** Exercise description **
Reproduce the lines of the listing below verbatim, beginning with the line that contains "Mark the man in white" and continuing through the end of the listing.

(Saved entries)

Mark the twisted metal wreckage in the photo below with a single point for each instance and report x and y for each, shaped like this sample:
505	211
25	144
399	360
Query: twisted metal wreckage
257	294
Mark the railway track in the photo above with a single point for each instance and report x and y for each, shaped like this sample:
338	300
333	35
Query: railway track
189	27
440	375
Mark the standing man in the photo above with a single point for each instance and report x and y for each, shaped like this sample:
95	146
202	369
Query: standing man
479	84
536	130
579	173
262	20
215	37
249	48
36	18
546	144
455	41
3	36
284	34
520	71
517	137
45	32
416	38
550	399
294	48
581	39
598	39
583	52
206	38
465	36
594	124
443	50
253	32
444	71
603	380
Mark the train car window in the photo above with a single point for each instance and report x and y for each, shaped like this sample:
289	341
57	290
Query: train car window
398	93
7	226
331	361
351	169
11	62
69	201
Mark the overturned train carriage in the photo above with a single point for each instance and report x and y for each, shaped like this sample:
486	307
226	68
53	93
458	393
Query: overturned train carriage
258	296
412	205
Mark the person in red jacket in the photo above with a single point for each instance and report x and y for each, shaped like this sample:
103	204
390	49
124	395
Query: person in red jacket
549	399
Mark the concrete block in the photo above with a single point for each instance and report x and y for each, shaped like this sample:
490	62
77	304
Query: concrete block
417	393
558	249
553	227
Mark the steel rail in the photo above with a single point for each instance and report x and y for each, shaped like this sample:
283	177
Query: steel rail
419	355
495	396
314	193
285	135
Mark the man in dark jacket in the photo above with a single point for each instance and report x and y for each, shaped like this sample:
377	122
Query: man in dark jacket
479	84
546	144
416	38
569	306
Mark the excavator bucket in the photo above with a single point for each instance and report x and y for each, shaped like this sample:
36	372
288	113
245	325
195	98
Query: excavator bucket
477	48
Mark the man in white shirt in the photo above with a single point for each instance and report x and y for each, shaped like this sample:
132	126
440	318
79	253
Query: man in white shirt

** Complete response **
Mark the man in white shirt in the photo above with a single point for each instance and report x and y for each, shaped like this sample:
132	126
440	318
79	253
Query: man in white shirt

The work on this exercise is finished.